EXTRACTED ENTRIES: Begin
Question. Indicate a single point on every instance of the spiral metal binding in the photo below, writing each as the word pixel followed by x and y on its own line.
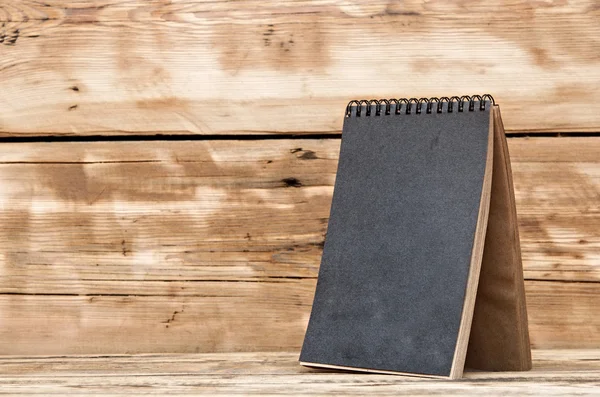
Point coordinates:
pixel 385 105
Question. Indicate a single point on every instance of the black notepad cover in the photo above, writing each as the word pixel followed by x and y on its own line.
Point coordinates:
pixel 396 260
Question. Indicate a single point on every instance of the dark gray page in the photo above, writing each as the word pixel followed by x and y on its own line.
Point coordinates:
pixel 394 270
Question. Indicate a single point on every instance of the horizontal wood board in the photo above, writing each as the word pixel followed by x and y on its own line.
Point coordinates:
pixel 554 373
pixel 106 67
pixel 203 246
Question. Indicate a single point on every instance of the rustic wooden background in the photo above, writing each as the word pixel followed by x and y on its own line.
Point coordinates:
pixel 209 239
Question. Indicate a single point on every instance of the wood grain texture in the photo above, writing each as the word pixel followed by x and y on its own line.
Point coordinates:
pixel 220 67
pixel 114 247
pixel 555 372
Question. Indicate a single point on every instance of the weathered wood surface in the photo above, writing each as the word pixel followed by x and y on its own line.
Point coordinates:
pixel 119 247
pixel 555 372
pixel 220 67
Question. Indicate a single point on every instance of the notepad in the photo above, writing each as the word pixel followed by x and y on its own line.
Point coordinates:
pixel 421 268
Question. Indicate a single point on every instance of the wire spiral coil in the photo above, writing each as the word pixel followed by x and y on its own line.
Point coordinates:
EXTRACTED ENTRIES: End
- [ABOUT THIS TASK]: Output the lines above verbatim, images excluded.

- [RESULT OF THE EXERCISE]:
Question. Indicate a single point on every instance of the spiral metal binding in the photo below, writing each as the word pixel followed by x and y on its own line.
Point coordinates:
pixel 385 105
Question. Indicate a single point on every instance of the black notepad cover in the photo above, writing each as the word pixel followed by x and y on its own line.
Point coordinates:
pixel 396 260
Question. Indicate a single point on every instance of the dark gray page in the photo above, writing each as the word pixel followed by x and y on its own line.
Point coordinates:
pixel 394 270
Question. Indicate a single point on every instance of the horizontal wood board in the photo above, writing each as the word pixel followed by x and y on its own line.
Point coordinates:
pixel 554 373
pixel 106 67
pixel 203 246
Question. Indicate a single point on every instance of the rustic wooden background in the photo above, writing each as the word pixel followed by x and y on its own line.
Point coordinates:
pixel 209 239
Question. Indicate a single point on every instance of the wood grain texture in the photo above, writing each as the word pixel followed by x and y on its own line.
Point coordinates:
pixel 220 67
pixel 114 247
pixel 555 372
Question. Indicate a single point on every instance of the weathered wood surface in the photo above, writing each as the word pixel followed by x and y on its own line.
Point coordinates:
pixel 119 247
pixel 555 372
pixel 220 67
Question. Indicate a single point on every instance of the notepad in the photo above, writing each as the word pixel followed by x and y on its own line.
Point coordinates:
pixel 421 268
Question. Indicate a single point on every instance of the wire spiral coil in the photo above, writing each as the word pixel followed by x and y on its own line.
Point coordinates:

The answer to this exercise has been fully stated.